Records supplied -
________________________________________

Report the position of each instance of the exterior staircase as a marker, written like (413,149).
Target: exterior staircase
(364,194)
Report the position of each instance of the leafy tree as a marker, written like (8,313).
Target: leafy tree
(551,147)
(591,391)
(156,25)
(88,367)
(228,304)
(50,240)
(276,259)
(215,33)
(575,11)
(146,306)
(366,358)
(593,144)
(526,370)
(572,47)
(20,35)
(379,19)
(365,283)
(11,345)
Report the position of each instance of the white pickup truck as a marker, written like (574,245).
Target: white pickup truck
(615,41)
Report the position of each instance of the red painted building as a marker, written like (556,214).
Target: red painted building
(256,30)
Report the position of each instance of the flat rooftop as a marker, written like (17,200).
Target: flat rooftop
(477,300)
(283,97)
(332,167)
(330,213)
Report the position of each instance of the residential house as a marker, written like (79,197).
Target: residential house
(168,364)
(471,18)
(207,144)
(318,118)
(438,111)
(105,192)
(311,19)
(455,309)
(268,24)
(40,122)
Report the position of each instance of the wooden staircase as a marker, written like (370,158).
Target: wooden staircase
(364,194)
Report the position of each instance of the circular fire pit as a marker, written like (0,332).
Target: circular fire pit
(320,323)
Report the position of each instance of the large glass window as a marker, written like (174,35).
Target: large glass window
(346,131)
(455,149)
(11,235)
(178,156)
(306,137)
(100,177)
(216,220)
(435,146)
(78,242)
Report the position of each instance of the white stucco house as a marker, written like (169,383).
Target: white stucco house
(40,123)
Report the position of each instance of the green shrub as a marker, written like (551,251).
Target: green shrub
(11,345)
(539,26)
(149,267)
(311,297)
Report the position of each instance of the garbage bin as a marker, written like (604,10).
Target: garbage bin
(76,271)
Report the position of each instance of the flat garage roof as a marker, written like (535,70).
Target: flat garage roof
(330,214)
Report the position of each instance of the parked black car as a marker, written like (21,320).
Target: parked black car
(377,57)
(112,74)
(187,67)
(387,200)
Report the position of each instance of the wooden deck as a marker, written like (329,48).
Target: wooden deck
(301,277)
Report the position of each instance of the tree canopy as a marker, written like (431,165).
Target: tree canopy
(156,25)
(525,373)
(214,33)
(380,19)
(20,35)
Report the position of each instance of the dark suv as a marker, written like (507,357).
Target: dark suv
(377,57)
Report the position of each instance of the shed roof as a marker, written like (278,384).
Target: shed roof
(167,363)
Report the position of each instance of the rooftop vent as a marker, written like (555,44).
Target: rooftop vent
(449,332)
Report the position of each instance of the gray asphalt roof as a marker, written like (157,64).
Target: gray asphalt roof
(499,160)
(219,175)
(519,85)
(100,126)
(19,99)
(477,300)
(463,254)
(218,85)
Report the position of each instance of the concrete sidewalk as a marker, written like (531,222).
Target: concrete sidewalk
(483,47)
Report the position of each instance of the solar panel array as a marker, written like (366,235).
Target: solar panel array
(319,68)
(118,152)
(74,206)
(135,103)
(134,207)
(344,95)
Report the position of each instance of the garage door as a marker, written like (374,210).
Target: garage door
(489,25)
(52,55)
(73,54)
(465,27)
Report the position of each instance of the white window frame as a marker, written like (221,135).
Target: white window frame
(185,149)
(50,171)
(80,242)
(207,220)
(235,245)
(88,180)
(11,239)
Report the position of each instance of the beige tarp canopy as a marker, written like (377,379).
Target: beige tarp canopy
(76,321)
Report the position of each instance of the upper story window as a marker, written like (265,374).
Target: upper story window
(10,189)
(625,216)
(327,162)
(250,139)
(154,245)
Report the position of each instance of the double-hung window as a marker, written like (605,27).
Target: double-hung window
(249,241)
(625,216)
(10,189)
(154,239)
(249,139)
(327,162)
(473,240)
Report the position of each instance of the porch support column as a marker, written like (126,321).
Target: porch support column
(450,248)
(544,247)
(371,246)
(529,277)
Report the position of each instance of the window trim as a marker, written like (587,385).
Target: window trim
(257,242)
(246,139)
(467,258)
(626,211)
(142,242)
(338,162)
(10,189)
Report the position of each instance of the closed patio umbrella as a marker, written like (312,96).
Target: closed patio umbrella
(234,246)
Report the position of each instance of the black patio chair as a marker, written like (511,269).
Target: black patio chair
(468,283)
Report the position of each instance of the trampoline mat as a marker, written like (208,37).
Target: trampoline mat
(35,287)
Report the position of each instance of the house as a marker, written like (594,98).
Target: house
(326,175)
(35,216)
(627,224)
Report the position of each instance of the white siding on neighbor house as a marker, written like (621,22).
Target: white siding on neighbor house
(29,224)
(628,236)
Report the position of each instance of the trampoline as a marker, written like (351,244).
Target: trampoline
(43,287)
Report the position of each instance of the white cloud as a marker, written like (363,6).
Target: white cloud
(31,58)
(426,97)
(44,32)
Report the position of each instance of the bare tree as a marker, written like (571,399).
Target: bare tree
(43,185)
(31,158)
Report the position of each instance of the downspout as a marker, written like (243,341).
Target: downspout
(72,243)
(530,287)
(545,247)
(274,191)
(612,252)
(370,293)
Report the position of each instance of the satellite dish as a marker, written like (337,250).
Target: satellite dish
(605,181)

________________________________________

Short problem - Retype all of the records above word for word, keeping every line as it appears.

Full answer -
Report the position of each instance of the exterior staircase as a marker, written like (413,149).
Target: exterior staircase
(364,194)
Report the position of each instance of the leafy tree as a marker, written like (8,313).
Target: leafy tree
(551,147)
(591,391)
(156,25)
(88,367)
(228,304)
(50,240)
(276,259)
(215,33)
(575,11)
(146,306)
(366,358)
(593,144)
(526,370)
(572,47)
(20,35)
(379,19)
(365,283)
(11,345)
Report the position of each instance of the white pickup truck as a marker, written like (574,245).
Target: white pickup truck
(615,41)
Report the position of each instance of the red painted building as a marker, written like (556,214).
Target: red painted building
(256,30)
Report the position of each instance of the flat rooftop as a marker, written like (17,200).
Target: flat rooftop
(477,300)
(283,97)
(332,167)
(330,213)
Report the position of each instance of the residential house as a marker, written like (79,197).
Target: residential house
(168,364)
(471,18)
(207,144)
(318,118)
(438,111)
(105,192)
(311,19)
(455,309)
(268,24)
(40,122)
Report the position of each instance of the wooden staircase as a marker, written like (370,158).
Target: wooden staircase
(364,194)
Report the position of each instance of the circular fire pit as a marker, written like (0,332).
Target: circular fire pit
(320,323)
Report the position of each instance of the large glass window as a marker, written like (174,35).
Target: large glass window
(346,131)
(455,149)
(11,235)
(178,156)
(306,137)
(100,177)
(216,220)
(435,146)
(78,242)
Report the position of each instance of the white stucco house as a marker, written like (169,383).
Target: white stucco house
(40,123)
Report the position of each instance of the green shrub as a marker, written like (551,251).
Target: green shrub
(11,345)
(539,26)
(149,267)
(311,297)
Report the position of each instance of the garbage bin as a marker, written like (604,10).
Target: garbage bin
(76,271)
Report the position of each instance of the flat garage roof as a marker, written like (535,70).
Target: flat garage roof
(330,214)
Report the position of each instance of the parked black car as a marker, written like (21,320).
Target: parked black car
(377,57)
(112,74)
(187,67)
(387,200)
Report the position of each instance of the wooden deck as a marker, written like (329,48).
Target: wooden deck
(301,277)
Report the position of each instance of the tree canopy as a marker, written like (431,165).
Target: tree canopy
(156,25)
(525,373)
(214,33)
(380,19)
(20,35)
Report the position of each instance of the dark suv as a marker, written like (507,357).
Target: dark suv
(377,57)
Report the position of each instance of the shed roof as a marker, written like (278,384).
Target: shed roof
(167,363)
Report the position of each instance of the rooftop vent as a marker, written like (555,44).
Target: rooftop vent
(449,332)
Report the position of each instance of the gray asphalt roof as a marker, written like (157,64).
Target: gray asphalt roof
(499,160)
(219,175)
(519,85)
(100,126)
(19,99)
(477,300)
(463,254)
(218,85)
Report the position of each instance of the concrete sidewalk as a marker, written like (531,222).
Target: concrete sidewalk
(483,47)
Report the position of each instance of the solar panel array as a marker, written like (366,235).
Target: solar panel array
(319,68)
(118,152)
(74,206)
(135,103)
(134,207)
(344,95)
Report the position of each instance of the garage door as a marker, written like (374,210).
Target: garage door
(489,25)
(52,55)
(73,54)
(465,27)
Report the position of each instance of the white window frame as a marker, written like (221,135).
Target: white window frame
(185,149)
(50,171)
(80,242)
(207,220)
(235,245)
(88,180)
(11,239)
Report the position of each instance of the beige tarp canopy as a marker, written like (377,379).
Target: beige tarp canopy
(76,321)
Report the position of each instance of the upper story window as a marker, written like (265,374).
Target: upper story window
(10,189)
(625,216)
(327,162)
(250,139)
(154,245)
Report the position of each instance of the double-hung window as a marker, written like (605,27).
Target: double-hung window
(249,241)
(625,216)
(10,189)
(154,239)
(249,139)
(327,162)
(473,240)
Report the position of each instance of the porch support column as a marker, written like (126,321).
Target: porch support column
(450,248)
(544,247)
(371,246)
(529,277)
Report the position of each instance of the window trim as a marker, written like (587,385).
Target: window trim
(257,242)
(246,139)
(467,258)
(626,211)
(142,242)
(338,162)
(10,189)
Report the position of each instance of the closed patio umbrella as a marker, written like (312,96).
Target: closed patio umbrella
(234,246)
Report the position of each instance of the black patio chair as a marker, written like (511,269).
Target: black patio chair
(468,283)
Report the position of each instance of the trampoline mat as a marker, written like (208,37).
Target: trampoline mat
(35,287)
Report the position of each instance of the house as a marker, written like (594,98).
Target: house
(326,175)
(35,216)
(627,224)
Report the position of each instance of the white siding on neighbor house as a marker, written like (621,22).
Target: white siding on neighbor house
(29,224)
(628,236)
Report the position of each instance of the trampoline as a marker, written like (351,244).
Target: trampoline
(43,287)
Report the position of each instance of the white cloud as a marker, written like (363,6).
Target: white cloud
(31,58)
(426,97)
(44,32)
Report the position of each instance of the bare tree as a marker, written like (571,399).
Target: bare tree
(43,185)
(31,158)
Report the position of each instance of the downspout as a marker, written like (243,341).
Target: downspout
(72,243)
(530,287)
(545,247)
(274,191)
(612,252)
(370,293)
Report the position of each instance of the satellite dish as a marker, written like (337,250).
Target: satellite dish
(605,181)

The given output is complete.